Ausgewählter Ausschnitt =
**********

  • Bitte erzaehl mal unbedingt weiter. Warum irritiert der Stil?
    Der Titel ist meine Lieblingszeile aus der gesamten Weltliteratur, und ihn hier eben zu lesen, hat mich regelrecht umgehauen.
    Muss unbedingt wissen, ob sich's lohnt, das Buch zu lesen (denn mit dem Titel moecht' ich keins lesen, das mir nicht gefaellt ...)


    Danke!
    Herzlich gruesst Charlie

  • Das Buch drängt mir die Frage auf, wie ich erwarte, über das Sterben eines geliebten Menschen berichtet zu bekommen:
    Mit Pathos – auf keinen Fall.
    Quasi mit Tränen in und zwischen den Worten – nicht unbedingt.
    Trotzdem eine gewisse Sachlichkeit, das allerdings. Und diese Sachlichkeit möchte ich Will Schwalbe attestieren, auch wenn er seine emotionale Betroffenheit nicht verleugnet. Er berichtet ja nicht nur über das Sterben seiner Mutter, sondern auch über ihr Leben, über das, was sie bewirkt und erreicht hat.
**********
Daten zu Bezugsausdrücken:
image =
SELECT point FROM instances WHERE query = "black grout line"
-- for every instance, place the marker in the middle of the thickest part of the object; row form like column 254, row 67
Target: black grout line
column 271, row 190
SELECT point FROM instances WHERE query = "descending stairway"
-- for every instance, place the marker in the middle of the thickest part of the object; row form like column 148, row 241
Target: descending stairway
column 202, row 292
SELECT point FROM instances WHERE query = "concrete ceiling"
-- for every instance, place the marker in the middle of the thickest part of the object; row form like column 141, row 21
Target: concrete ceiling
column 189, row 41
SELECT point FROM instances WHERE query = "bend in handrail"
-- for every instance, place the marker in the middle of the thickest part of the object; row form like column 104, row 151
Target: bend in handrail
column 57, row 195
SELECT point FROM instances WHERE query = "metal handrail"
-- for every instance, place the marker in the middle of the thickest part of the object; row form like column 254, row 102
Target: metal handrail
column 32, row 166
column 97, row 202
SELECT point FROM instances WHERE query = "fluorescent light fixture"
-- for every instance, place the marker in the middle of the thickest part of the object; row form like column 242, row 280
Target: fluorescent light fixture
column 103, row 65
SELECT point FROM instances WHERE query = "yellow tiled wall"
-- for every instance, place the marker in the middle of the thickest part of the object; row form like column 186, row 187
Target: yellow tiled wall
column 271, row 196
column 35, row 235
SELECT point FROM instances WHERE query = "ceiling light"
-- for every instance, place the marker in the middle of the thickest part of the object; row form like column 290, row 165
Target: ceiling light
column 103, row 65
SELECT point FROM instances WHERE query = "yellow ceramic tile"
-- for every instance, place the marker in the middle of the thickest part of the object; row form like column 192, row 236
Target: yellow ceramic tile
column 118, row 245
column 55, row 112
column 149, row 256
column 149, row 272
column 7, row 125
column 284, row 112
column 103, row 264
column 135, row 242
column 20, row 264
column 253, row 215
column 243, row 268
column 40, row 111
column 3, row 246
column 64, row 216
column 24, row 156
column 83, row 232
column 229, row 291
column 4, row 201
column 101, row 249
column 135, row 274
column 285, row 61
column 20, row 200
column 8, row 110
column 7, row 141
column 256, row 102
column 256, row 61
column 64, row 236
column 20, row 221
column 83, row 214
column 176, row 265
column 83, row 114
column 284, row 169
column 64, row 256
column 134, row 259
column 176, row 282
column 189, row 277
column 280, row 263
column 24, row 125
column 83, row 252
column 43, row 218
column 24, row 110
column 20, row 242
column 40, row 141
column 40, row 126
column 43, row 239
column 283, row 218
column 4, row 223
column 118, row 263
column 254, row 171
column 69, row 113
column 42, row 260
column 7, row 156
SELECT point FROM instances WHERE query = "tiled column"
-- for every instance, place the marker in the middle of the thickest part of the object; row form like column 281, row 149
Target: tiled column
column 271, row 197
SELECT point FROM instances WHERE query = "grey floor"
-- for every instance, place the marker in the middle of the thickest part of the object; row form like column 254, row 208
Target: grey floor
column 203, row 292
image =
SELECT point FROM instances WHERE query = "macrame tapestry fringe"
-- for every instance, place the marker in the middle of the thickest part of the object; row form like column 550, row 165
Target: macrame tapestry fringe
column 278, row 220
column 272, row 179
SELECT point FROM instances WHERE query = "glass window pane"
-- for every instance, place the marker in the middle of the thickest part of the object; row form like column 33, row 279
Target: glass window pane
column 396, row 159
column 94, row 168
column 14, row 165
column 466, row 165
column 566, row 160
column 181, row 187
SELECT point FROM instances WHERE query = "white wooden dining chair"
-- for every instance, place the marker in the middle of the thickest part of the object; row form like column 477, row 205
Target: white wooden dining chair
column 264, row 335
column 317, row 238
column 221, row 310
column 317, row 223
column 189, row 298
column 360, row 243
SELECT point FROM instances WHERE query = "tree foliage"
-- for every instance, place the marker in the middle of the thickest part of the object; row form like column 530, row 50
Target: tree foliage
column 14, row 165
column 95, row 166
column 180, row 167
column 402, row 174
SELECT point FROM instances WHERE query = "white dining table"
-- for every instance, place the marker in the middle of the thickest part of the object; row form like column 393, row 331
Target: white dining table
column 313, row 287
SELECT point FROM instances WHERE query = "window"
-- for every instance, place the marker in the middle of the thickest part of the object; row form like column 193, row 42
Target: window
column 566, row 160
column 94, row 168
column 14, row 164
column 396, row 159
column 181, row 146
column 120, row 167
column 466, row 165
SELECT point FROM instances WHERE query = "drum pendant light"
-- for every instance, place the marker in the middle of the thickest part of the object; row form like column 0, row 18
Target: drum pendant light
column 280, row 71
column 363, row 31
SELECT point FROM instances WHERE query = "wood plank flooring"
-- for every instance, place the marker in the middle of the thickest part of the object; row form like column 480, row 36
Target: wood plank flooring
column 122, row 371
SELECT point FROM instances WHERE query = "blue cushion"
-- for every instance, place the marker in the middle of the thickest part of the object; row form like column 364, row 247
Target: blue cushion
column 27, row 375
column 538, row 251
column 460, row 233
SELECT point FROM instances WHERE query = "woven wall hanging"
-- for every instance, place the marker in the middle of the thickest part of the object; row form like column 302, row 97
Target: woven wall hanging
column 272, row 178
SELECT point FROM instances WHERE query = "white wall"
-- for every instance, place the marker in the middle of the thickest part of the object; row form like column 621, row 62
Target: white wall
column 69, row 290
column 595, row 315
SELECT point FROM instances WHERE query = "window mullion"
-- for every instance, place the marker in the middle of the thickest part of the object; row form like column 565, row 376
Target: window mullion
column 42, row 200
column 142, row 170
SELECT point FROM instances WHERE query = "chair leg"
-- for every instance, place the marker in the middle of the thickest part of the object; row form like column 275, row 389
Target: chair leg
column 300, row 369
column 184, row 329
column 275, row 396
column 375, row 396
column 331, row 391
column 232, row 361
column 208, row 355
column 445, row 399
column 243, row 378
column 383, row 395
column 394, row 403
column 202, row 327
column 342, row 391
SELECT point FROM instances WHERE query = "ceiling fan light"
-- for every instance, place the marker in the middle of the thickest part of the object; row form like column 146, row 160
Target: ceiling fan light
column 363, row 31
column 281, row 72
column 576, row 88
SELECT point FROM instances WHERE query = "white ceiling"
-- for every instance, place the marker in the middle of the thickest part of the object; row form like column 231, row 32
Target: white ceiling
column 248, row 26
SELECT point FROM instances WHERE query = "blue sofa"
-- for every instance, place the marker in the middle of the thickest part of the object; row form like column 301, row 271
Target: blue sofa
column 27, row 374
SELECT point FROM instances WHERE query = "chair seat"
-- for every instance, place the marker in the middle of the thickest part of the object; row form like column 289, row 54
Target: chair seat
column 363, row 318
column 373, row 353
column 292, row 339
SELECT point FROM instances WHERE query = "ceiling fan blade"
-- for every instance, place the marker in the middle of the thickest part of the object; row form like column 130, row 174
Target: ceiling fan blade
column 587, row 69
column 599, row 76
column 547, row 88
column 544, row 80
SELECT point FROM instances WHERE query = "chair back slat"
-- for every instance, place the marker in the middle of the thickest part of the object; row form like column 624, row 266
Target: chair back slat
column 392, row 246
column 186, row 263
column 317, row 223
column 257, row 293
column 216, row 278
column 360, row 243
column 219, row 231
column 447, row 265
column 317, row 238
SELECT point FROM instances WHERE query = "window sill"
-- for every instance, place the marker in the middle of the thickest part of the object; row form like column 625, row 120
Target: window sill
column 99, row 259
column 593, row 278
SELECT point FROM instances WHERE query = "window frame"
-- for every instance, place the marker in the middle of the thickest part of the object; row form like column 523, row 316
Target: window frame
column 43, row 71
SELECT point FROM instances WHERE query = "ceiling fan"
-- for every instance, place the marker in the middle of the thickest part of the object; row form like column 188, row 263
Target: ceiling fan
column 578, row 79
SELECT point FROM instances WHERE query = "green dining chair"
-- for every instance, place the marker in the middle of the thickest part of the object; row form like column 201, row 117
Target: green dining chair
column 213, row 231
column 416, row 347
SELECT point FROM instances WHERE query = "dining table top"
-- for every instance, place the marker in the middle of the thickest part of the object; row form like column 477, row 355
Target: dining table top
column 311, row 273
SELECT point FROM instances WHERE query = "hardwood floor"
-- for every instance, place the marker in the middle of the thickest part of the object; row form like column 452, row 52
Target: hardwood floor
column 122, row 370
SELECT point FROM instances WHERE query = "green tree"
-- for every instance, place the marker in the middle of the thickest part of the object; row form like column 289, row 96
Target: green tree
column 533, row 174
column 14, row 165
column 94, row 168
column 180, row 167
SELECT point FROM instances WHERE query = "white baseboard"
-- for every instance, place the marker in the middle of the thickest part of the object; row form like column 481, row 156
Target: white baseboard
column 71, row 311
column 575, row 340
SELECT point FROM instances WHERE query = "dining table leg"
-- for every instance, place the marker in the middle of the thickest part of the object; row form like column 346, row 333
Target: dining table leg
**********
Deine Aufgabe =
Tipp aus dem Ausschnitt über das Buch Wort für Wort den Teil ab, der mit den Worten „Quasi mit Tränen“ beginnt und mit „und erreicht hat.“ endet.

Antwort =
Quasi mit Tränen in und zwischen den Worten – nicht unbedingt.
    Trotzdem eine gewisse Sachlichkeit, das allerdings. Und diese Sachlichkeit möchte ich Will Schwalbe attestieren, auch wenn er seine emotionale Betroffenheit nicht verleugnet. Er berichtet ja nicht nur über das Sterben seiner Mutter, sondern auch über ihr Leben, über das, was sie bewirkt und erreicht hat.